● **Recorded data**
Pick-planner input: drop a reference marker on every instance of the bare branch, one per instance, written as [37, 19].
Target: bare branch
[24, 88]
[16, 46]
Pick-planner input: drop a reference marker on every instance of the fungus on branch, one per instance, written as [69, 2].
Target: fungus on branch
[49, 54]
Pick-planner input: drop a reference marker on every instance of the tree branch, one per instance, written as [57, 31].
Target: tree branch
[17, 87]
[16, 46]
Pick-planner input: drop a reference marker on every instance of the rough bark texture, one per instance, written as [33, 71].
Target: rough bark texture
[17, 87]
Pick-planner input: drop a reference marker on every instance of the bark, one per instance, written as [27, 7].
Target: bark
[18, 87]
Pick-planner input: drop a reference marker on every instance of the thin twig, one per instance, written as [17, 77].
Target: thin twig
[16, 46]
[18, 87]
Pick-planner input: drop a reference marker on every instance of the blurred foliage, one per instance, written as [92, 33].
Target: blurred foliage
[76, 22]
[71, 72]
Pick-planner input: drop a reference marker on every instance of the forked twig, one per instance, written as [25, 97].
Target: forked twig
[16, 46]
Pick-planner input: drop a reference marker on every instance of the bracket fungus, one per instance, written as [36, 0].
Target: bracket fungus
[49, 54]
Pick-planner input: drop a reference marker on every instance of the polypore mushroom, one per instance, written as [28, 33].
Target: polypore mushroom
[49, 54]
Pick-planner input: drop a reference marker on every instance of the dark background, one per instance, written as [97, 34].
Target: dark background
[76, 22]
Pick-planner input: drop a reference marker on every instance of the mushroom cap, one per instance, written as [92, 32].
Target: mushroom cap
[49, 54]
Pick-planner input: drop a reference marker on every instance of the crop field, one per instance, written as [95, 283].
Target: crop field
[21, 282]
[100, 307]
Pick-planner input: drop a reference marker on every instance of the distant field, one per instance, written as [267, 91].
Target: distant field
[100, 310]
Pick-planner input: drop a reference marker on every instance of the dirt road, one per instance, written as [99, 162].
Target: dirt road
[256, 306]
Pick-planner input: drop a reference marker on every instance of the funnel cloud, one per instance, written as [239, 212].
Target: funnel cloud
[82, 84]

● **Written problem**
Write out every entry verbatim.

● **Answer to this task**
Pick-planner input: drop a reference marker on every instance of the bare branch, one per instance, written as [37, 19].
Target: bare branch
[24, 88]
[16, 46]
Pick-planner input: drop a reference marker on every instance of the fungus on branch, one per instance, written as [69, 2].
Target: fungus on branch
[49, 54]
Pick-planner input: drop a reference marker on every instance of the tree branch, one per instance, written as [57, 31].
Target: tree branch
[17, 87]
[16, 46]
Pick-planner input: drop a reference marker on every instance of the rough bark texture, one per instance, written as [33, 71].
Target: rough bark texture
[17, 87]
Pick-planner input: drop a reference marker on every instance of the bark, one per instance, written as [27, 7].
Target: bark
[18, 87]
Pick-planner input: drop a reference marker on every instance of the thin twig, one per instance, written as [17, 77].
Target: thin twig
[16, 46]
[18, 87]
Pick-planner input: drop a reference marker on every instance of the blurred foliage, one per instance, written as [92, 33].
Target: blurred foliage
[76, 22]
[71, 72]
Pick-planner input: drop a reference marker on every instance of the forked twig, one per instance, written as [25, 97].
Target: forked twig
[16, 46]
Pick-planner input: drop a reference marker on every instance of the bracket fungus, one per instance, written as [36, 0].
Target: bracket fungus
[49, 54]
Pick-planner input: drop a reference marker on every instance of the polypore mushroom, one per instance, written as [28, 33].
Target: polypore mushroom
[49, 54]
Pick-planner input: drop a reference marker on every instance of the dark background, one per instance, written as [97, 34].
Target: dark background
[76, 22]
Pick-planner input: drop a reference marker on every instance of the mushroom cap, one per instance, written as [92, 32].
Target: mushroom cap
[49, 54]
Pick-planner input: drop a reference marker on every instance of the crop field, one per instance, written as [95, 283].
Target: crop field
[21, 282]
[100, 307]
Pick-planner input: drop a reference marker on every instance of the distant field, one per instance, written as [267, 91].
Target: distant field
[100, 310]
Pick-planner input: drop a reference marker on every instance of the dirt road, one per instance, written as [99, 162].
Target: dirt road
[256, 306]
Pick-planner input: drop a reference marker on every instance of the funnel cloud, one per instance, written as [239, 212].
Target: funnel cloud
[82, 84]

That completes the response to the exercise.